### WORK ORDER
Would you set down every line of the data below exactly as it reads?
Content starts
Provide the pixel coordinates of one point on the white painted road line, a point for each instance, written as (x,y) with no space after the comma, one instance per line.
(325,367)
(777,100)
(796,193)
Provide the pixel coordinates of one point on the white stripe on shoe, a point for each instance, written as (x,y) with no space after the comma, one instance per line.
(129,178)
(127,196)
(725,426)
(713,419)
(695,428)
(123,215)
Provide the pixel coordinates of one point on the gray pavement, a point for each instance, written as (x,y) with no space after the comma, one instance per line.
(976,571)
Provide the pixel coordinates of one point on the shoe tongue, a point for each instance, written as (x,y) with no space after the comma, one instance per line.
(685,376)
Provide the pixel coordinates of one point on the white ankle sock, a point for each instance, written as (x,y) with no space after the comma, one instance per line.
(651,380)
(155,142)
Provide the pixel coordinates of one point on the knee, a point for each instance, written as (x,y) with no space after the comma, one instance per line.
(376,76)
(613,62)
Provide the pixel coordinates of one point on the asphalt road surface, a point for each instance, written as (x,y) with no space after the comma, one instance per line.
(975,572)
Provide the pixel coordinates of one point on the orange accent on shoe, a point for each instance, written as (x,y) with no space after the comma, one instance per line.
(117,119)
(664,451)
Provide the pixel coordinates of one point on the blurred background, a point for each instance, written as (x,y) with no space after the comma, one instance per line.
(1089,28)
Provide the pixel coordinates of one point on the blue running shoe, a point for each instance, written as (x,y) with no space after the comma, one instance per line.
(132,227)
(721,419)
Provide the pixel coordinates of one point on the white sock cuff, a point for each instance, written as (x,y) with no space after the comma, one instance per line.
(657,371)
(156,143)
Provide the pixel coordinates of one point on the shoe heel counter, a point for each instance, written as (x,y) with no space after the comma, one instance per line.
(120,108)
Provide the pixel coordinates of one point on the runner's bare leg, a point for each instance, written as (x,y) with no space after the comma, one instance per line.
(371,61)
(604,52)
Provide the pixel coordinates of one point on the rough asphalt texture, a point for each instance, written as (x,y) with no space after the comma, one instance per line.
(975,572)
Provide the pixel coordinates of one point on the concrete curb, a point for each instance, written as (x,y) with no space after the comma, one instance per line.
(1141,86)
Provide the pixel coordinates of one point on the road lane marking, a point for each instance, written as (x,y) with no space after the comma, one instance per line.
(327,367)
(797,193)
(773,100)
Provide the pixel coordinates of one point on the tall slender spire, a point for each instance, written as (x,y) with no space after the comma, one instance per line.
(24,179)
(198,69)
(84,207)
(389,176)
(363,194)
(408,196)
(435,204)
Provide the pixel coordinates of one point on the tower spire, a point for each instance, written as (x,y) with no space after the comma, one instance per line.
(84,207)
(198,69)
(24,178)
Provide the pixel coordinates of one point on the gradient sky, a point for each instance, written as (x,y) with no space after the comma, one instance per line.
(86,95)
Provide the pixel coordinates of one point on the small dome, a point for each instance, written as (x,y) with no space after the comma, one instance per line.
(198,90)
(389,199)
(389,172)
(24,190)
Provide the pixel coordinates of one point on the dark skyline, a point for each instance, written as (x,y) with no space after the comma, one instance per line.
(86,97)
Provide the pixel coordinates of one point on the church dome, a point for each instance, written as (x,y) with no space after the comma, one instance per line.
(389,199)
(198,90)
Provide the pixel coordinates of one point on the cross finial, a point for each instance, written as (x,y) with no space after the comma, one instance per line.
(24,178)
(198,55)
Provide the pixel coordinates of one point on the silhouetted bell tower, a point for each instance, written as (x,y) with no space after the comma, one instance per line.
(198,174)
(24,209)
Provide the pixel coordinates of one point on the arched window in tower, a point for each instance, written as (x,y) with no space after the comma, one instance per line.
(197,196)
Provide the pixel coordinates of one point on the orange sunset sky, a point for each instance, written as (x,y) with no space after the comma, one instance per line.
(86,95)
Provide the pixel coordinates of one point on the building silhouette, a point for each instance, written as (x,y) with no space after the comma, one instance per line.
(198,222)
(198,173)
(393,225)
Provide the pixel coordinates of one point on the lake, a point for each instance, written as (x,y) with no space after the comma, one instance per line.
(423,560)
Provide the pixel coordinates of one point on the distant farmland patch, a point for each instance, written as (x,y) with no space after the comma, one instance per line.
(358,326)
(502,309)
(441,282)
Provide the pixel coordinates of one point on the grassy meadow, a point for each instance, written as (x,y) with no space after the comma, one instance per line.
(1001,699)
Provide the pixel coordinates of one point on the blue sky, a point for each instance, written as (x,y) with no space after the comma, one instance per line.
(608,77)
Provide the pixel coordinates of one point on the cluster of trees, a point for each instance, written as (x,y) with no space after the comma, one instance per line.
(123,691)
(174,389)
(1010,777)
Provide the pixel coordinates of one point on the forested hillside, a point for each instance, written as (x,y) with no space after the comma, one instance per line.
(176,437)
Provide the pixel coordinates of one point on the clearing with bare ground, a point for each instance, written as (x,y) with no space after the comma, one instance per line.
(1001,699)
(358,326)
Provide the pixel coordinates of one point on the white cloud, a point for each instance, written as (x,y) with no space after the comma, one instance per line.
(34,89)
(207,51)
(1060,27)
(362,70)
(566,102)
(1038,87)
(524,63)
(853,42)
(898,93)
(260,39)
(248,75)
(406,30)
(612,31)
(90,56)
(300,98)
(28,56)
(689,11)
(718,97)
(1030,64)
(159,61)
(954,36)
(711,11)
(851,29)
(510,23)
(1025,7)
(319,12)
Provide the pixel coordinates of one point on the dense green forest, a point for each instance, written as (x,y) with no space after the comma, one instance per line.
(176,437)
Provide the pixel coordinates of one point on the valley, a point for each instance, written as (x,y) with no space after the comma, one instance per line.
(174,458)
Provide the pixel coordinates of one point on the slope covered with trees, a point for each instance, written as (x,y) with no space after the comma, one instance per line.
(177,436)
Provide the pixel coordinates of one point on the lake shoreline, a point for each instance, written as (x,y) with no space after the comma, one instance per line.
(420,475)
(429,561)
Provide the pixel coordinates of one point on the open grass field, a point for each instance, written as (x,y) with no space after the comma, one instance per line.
Content ends
### RESPONSE
Provide the pixel coordinates of one point on the white painted road line, a point for each instance, written as (x,y) with no space after the comma, one instance per line.
(325,367)
(777,100)
(796,193)
Provide the pixel coordinates of one point on the white stripe on shoe, a point for each instance, written as (x,y) with no space after the comma, one instance per line.
(129,178)
(127,196)
(725,426)
(713,419)
(695,428)
(123,215)
Provide the pixel coordinates of one point on the gray pavement, a point for each instance, written as (x,y) with no space after the comma, one instance per line.
(976,571)
Provide the pixel coordinates of one point on the shoe tongue, a point for each instance, written as (x,y) with no space after the comma, one instance per line.
(685,376)
Provide the pixel coordinates of one point on the white ankle sock, a point for each instance, written as (x,y) with no space after the comma, one instance per line.
(651,380)
(155,142)
Provide the pixel coordinates of one point on the knee, a point for each instance, written as (x,y) with no space after the comma, one instance per line.
(376,76)
(613,62)
Provide the pixel coordinates of one point on the asphalt road surface, a point for each instance, written as (x,y) with no space after the comma, one instance per line.
(975,572)
Provide the pixel coordinates of one point on the orange accent on shoe, a point for each instance, written as (x,y) with no space after the comma, one instance per line.
(117,119)
(664,451)
Provide the pixel coordinates of one point on the blurred background, a point for each instance, written as (x,y) with no space after the comma, one instance per line.
(1089,28)
Provide the pixel coordinates of one point on the blue running shoe, a point for each instance, written as (x,y) with no space after the comma, one instance per line.
(132,227)
(721,419)
Provide the pixel coordinates of one point on the white sock cuff, a point for each instance, written as (x,y) with no space after the comma, one instance per line.
(657,371)
(156,143)
Provide the pixel coordinates of one point on the shoe heel counter, a point for each instance, written as (x,y) with no space after the comma, one instance per line.
(120,108)
Provide the pixel coordinates of one point on the runner's bare leg, a point for each instance, written as (x,y) with no space after the comma, one instance per line.
(371,61)
(604,52)
Provide the pixel coordinates of one point on the rough asphalt texture, a point for each instance, written as (x,y) with no space after the comma, one instance per line.
(975,572)
Provide the pixel coordinates of one point on the concrete curb, a point for each instance, written as (x,y) with no space after the comma, one instance per line.
(1141,86)
Provide the pixel coordinates of one point on the road lane marking, a point for each instance, written as (x,y) with no space after the comma, one instance per line.
(327,367)
(797,193)
(773,100)
Provide the pixel coordinates of one point on the tall slender spire, a point for each instance, written as (x,y) with no space after the comma, one instance per line.
(24,179)
(198,69)
(84,207)
(389,176)
(363,194)
(408,196)
(435,204)
Provide the pixel coordinates of one point on the tower spire, a point for each instance, written as (x,y) with no space after the comma, one instance per line.
(84,207)
(198,69)
(24,178)
Provide the pixel coordinates of one point on the gradient sky, a point for each instance, written as (x,y) with no space after the comma, one instance per line.
(86,95)
Provide the pixel coordinates of one point on the small dome, a point for each instance, written as (x,y) with no space after the comma, one instance per line.
(198,90)
(389,199)
(389,172)
(24,190)
Provide the pixel coordinates of one point on the dark skyline, a point for each instance, written as (x,y) with no space after the comma, one instance per line.
(86,97)
Provide the pixel coordinates of one point on the church dome, a point for each instance, written as (x,y) with no space after the comma, one instance per line.
(389,199)
(198,90)
Provide the pixel coordinates of one point on the cross finial, a point for each instance, written as (x,y) with no space after the comma, one instance per line.
(24,178)
(198,55)
Provide the pixel coordinates of one point on the silhouetted bell tower, a point for each instance, written as (x,y) with no space after the comma, one instance per line.
(198,174)
(24,209)
Provide the pixel coordinates of one point on the arched window in tower, a point for each instance, written as (x,y) with no space after the comma, one instance per line.
(197,196)
Provide the pixel coordinates of one point on the orange sunset sky, a point for each instance, written as (x,y) with no space after the comma, one instance per line.
(86,95)
Provide the pixel coordinates of one point on the building silhouette, a point for each instance, written as (x,y) with no space after the comma, one instance per line.
(198,222)
(198,173)
(393,225)
Provide the pixel coordinates of one point on the lake, a point for each instance, written as (x,y) with no space after the comma, one instance per line.
(423,560)
Provide the pixel coordinates of one point on the distant farmland patch, a point for each instance, written as (x,y) with no space after the comma, one instance per line.
(358,326)
(502,309)
(441,282)
Provide the pixel coordinates of one point on the grassy meadow, a point for each instance, written as (x,y) with no space after the comma, one instance per line.
(1001,699)
Provide the pixel coordinates of one point on the blue sky, a point for each instance, written as (x,y) with no space after the comma, one instance per line.
(608,77)
Provide the pixel coordinates of one point on the cluster of trees, a point for each instance, written as (x,y) with no space after the comma, one instance per line.
(123,691)
(174,389)
(1010,777)
Provide the pixel coordinates of one point on the forested hillside, a point for each instance, written as (x,y) with no space after the comma, one instance per line.
(176,437)
Provide the pixel coordinates of one point on the clearing with bare ground, a point for each instance, written as (x,y) with no space after the comma, one instance per line.
(1001,699)
(358,326)
Provide the pixel coordinates of one point on the white cloud, a point for each instance, written as (x,y) with no space after the comma, one instance per line.
(34,89)
(207,51)
(1060,27)
(362,70)
(566,102)
(1038,87)
(524,63)
(853,42)
(898,93)
(260,39)
(248,75)
(406,30)
(612,31)
(90,56)
(300,98)
(28,56)
(689,11)
(718,97)
(1030,64)
(159,61)
(954,36)
(711,11)
(851,29)
(510,23)
(1025,7)
(319,12)
Provide the pixel coordinates of one point on the dense green forest, a point for each instance, written as (x,y) with no space after the comma, one instance per line.
(176,437)
Provide the pixel coordinates of one point on the valley, a point for each instance, written as (x,y) with no space after the comma, one instance per line.
(174,458)
Provide the pixel coordinates of one point on the slope covered with trees, a point for each instance, written as (x,y) with no space after the comma, one instance per line.
(177,436)
Provide the pixel coordinates of one point on the lake shoreline, a point for each instance, written as (x,y) with no space after the comma, one instance per line.
(420,475)
(429,561)
Provide the pixel coordinates of one point on the open grass field, a point for each instance, written as (x,y) with no space after the comma, one instance per line.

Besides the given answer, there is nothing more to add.